Text provided =
# # # #
Death calls for action, not platitudes

But we do not want you to be uninformed, brothers, about those who are asleep, that you may not grieve as others do who have no hope. For since we believe that Jesus died and rose again, even so, through Jesus, God will bring with him those who have fallen asleep. For this we declare to you by a word from the Lord, that we who are alive, who are left until the coming of the Lord, will not precede those who have fallen asleep. For the Lord himself will descend from heaven with a cry of command, with the voice of an archangel, and with the sound of the trumpet of God. And the dead in Christ will rise first. Then we who are alive, who are left, will be caught up together with them in the clouds to meet the Lord in the air, and so we will always be with the Lord. Therefore encourage one another with these words. (1 Thessalonians 4:13-18 ESV)

“Therefore encourage one another with these words” (I Thessalonians 4:18). The preceding verses (4:11-17) about the return of Christ, entry into eternal life and reunion with those who have died in the past can be dismissed as a myth created to cushion grief.
# # # #
[Referring expression data]
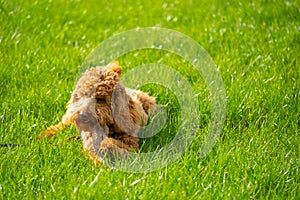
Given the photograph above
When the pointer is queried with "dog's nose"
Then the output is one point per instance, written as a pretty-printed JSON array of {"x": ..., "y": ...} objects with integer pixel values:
[{"x": 84, "y": 117}]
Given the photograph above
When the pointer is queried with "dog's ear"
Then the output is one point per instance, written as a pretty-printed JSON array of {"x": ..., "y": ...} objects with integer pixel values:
[{"x": 114, "y": 66}]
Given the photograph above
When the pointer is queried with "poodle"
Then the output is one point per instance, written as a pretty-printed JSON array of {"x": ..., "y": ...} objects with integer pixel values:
[{"x": 107, "y": 115}]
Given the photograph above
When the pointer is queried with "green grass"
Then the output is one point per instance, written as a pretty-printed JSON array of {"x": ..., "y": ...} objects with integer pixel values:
[{"x": 256, "y": 48}]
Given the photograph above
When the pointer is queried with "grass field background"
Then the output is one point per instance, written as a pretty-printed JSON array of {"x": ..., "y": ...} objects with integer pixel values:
[{"x": 255, "y": 46}]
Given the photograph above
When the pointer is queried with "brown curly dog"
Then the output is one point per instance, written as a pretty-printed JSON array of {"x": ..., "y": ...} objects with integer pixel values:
[{"x": 107, "y": 115}]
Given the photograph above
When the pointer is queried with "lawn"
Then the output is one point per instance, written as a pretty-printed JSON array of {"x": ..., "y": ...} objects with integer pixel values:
[{"x": 255, "y": 47}]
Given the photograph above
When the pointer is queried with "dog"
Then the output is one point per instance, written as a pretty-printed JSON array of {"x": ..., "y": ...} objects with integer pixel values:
[{"x": 107, "y": 115}]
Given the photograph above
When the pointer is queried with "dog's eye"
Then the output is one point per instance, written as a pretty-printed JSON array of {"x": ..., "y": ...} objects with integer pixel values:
[{"x": 84, "y": 117}]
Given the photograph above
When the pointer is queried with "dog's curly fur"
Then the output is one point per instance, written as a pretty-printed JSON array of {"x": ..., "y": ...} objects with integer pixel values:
[{"x": 107, "y": 115}]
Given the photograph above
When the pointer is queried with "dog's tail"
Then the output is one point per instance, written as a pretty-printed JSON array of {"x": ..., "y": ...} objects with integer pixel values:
[{"x": 52, "y": 130}]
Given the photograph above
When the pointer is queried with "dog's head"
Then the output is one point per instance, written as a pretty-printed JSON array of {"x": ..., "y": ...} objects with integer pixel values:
[{"x": 98, "y": 82}]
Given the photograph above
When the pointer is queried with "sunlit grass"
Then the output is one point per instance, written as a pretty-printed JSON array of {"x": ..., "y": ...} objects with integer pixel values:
[{"x": 255, "y": 46}]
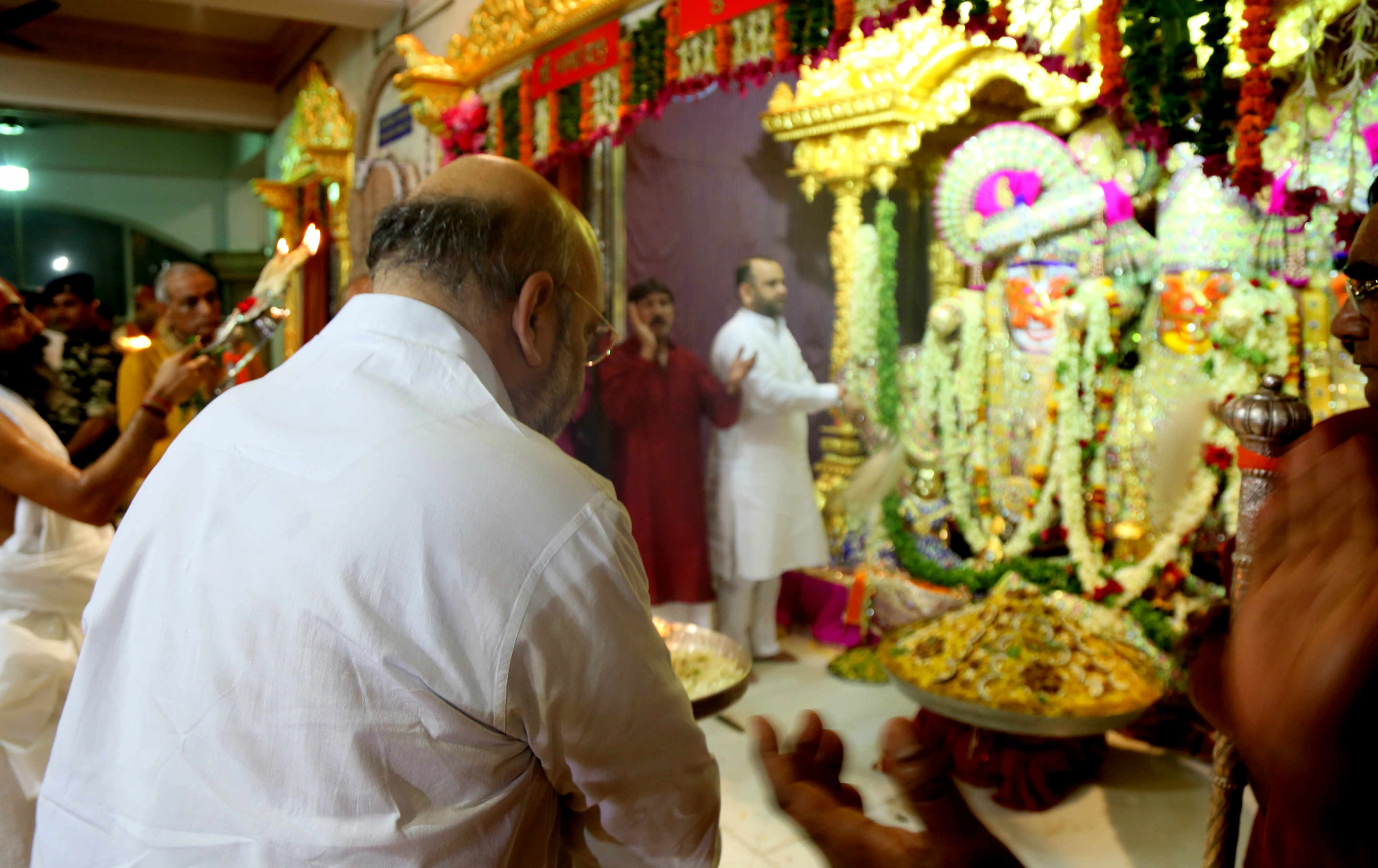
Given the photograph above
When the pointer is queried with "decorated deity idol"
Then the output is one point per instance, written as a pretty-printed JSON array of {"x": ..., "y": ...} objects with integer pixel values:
[
  {"x": 1014, "y": 203},
  {"x": 1324, "y": 152}
]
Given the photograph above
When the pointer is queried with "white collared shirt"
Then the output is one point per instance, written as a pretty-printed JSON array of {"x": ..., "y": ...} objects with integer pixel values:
[{"x": 360, "y": 615}]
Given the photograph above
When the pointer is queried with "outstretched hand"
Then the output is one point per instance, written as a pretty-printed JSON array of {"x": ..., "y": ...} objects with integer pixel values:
[
  {"x": 1295, "y": 681},
  {"x": 647, "y": 338},
  {"x": 808, "y": 786},
  {"x": 741, "y": 368}
]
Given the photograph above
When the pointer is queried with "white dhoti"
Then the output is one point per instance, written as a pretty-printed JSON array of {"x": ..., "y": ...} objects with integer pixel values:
[
  {"x": 746, "y": 609},
  {"x": 48, "y": 571},
  {"x": 763, "y": 519}
]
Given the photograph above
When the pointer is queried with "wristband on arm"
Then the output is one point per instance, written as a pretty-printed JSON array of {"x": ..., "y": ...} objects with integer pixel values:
[{"x": 156, "y": 406}]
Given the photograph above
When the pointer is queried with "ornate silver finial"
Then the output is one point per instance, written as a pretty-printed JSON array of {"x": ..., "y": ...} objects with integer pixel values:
[{"x": 1267, "y": 422}]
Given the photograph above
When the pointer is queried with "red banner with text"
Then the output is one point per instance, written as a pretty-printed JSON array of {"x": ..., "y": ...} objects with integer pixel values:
[
  {"x": 702, "y": 14},
  {"x": 577, "y": 60}
]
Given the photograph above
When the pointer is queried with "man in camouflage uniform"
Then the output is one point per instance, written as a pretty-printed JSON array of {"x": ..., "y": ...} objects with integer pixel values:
[{"x": 85, "y": 414}]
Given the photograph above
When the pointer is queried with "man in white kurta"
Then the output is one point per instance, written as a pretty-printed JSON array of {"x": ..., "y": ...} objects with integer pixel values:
[
  {"x": 763, "y": 514},
  {"x": 362, "y": 614},
  {"x": 54, "y": 534}
]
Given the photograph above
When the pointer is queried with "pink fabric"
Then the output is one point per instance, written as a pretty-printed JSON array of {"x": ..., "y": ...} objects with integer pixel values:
[
  {"x": 1025, "y": 187},
  {"x": 1278, "y": 198},
  {"x": 1120, "y": 207},
  {"x": 805, "y": 600}
]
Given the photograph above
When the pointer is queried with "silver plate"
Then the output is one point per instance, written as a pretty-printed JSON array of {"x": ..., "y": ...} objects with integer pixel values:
[
  {"x": 1014, "y": 722},
  {"x": 691, "y": 637}
]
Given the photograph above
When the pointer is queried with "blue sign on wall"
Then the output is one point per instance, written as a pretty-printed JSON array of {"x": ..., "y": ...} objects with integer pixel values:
[{"x": 395, "y": 126}]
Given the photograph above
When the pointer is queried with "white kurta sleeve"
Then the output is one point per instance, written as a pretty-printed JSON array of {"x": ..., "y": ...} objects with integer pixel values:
[
  {"x": 772, "y": 386},
  {"x": 592, "y": 688}
]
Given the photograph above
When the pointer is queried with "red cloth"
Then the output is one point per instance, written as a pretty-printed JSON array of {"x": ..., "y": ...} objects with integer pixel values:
[
  {"x": 1029, "y": 773},
  {"x": 658, "y": 462}
]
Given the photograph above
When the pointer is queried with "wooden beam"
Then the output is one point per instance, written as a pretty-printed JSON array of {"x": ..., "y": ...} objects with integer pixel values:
[
  {"x": 366, "y": 14},
  {"x": 105, "y": 43},
  {"x": 60, "y": 86}
]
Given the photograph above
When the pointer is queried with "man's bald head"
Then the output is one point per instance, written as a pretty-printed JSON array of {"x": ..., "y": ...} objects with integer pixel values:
[{"x": 479, "y": 228}]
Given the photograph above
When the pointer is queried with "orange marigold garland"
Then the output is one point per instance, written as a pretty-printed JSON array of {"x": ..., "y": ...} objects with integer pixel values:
[
  {"x": 723, "y": 48},
  {"x": 844, "y": 13},
  {"x": 526, "y": 147},
  {"x": 553, "y": 115},
  {"x": 1113, "y": 60},
  {"x": 500, "y": 141},
  {"x": 670, "y": 12},
  {"x": 586, "y": 109},
  {"x": 1256, "y": 98},
  {"x": 782, "y": 32}
]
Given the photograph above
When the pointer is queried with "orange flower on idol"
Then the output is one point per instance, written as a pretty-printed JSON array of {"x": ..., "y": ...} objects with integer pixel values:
[
  {"x": 1027, "y": 301},
  {"x": 1190, "y": 306}
]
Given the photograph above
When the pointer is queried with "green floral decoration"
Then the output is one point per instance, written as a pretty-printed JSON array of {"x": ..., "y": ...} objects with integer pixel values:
[
  {"x": 648, "y": 60},
  {"x": 1217, "y": 109},
  {"x": 511, "y": 105},
  {"x": 1143, "y": 41},
  {"x": 570, "y": 108},
  {"x": 1157, "y": 625},
  {"x": 810, "y": 23},
  {"x": 888, "y": 319},
  {"x": 1175, "y": 93}
]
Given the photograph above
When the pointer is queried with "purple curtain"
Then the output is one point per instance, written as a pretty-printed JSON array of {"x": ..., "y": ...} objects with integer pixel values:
[{"x": 708, "y": 188}]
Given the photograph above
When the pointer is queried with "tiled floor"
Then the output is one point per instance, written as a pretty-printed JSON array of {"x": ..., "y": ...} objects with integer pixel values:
[{"x": 1147, "y": 809}]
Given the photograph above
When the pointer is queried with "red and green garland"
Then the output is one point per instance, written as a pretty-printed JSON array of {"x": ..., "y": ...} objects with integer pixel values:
[
  {"x": 804, "y": 32},
  {"x": 1256, "y": 98},
  {"x": 1111, "y": 52},
  {"x": 1217, "y": 112}
]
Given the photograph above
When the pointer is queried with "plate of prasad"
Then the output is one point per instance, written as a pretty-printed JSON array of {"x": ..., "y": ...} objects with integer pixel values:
[
  {"x": 1030, "y": 663},
  {"x": 713, "y": 669}
]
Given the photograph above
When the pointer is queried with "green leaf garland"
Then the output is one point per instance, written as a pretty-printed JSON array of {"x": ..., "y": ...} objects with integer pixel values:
[
  {"x": 648, "y": 60},
  {"x": 1142, "y": 38},
  {"x": 511, "y": 105},
  {"x": 1175, "y": 94},
  {"x": 570, "y": 107},
  {"x": 888, "y": 319},
  {"x": 1217, "y": 108}
]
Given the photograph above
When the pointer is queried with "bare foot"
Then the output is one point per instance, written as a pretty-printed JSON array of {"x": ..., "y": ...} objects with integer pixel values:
[{"x": 781, "y": 658}]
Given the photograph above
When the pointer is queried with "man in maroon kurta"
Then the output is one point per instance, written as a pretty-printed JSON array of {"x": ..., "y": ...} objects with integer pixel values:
[{"x": 654, "y": 393}]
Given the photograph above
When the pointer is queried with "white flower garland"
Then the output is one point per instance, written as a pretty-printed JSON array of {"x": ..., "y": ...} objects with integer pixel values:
[
  {"x": 607, "y": 87},
  {"x": 541, "y": 129},
  {"x": 697, "y": 56},
  {"x": 960, "y": 417},
  {"x": 1252, "y": 319},
  {"x": 753, "y": 36},
  {"x": 1190, "y": 514}
]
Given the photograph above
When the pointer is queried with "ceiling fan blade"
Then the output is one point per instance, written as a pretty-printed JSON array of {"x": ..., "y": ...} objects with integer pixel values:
[
  {"x": 20, "y": 16},
  {"x": 16, "y": 42}
]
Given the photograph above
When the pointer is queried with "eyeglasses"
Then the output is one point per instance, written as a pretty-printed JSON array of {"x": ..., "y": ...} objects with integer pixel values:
[
  {"x": 604, "y": 339},
  {"x": 1361, "y": 290}
]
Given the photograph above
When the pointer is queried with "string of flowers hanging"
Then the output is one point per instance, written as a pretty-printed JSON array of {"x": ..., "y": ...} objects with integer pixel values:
[
  {"x": 1256, "y": 98},
  {"x": 1111, "y": 54},
  {"x": 1217, "y": 115},
  {"x": 511, "y": 103}
]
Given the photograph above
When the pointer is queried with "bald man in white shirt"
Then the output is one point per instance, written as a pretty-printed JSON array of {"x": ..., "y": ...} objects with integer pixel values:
[{"x": 395, "y": 625}]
# # # #
Activity A =
Answer these questions from the devotional text on death and Christian hope:
(i) What scripture reference appears in parentheses at the end of the quoted passage?
(ii) According to the passage, who will rise first?
(iii) In the last paragraph, which verses does the text say can be dismissed as a myth created to cushion grief?
Activity B =
Set down the stretch of the devotional text on death and Christian hope from "But we do not" through "Thessalonians 4:13-18 ESV)", word for word.
Activity C =
Supply the next part of the devotional text on death and Christian hope, starting after its last sentence.
The listing plays no role in this work.

Written reply A =
(i) 1 Thessalonians 4:13-18 ESV
(ii) The dead in Christ
(iii) The preceding verses, 4:11-17

Written reply B =
But we do not want you to be uninformed, brothers, about those who are asleep, that you may not grieve as others do who have no hope. For since we believe that Jesus died and rose again, even so, through Jesus, God will bring with him those who have fallen asleep. For this we declare to you by a word from the Lord, that we who are alive, who are left until the coming of the Lord, will not precede those who have fallen asleep. For the Lord himself will descend from heaven with a cry of command, with the voice of an archangel, and with the sound of the trumpet of God. And the dead in Christ will rise first. Then we who are alive, who are left, will be caught up together with them in the clouds to meet the Lord in the air, and so we will always be with the Lord. Therefore encourage one another with these words. (1 Thessalonians 4:13-18 ESV)

Written reply C =
Bishop William Hobart Hare’s body awaits Christ’s return. Calvary Cathedral, Sioux Falls

Except that the words “encourage one another,” in Greek, mean something like “come alongside one another to encourage, advocate, counsel and comfort.” They are not pious words to create an emotional band aid, but the recognition that loss and grief are real, should not be borne without help, and are an injury to the soul requiring the spiritual equivalent of physical therapy after major surgery.

The verse is not saying, “There, there. So and so is in heaven. So get over it and have closure.” It is saying, “We are all suffering horribly under the power of sin and death. Let’s help one another keep going toward the hope that is in Jesus.”

It isn’t just comfort, it is a call to hard work with a promise of great reward.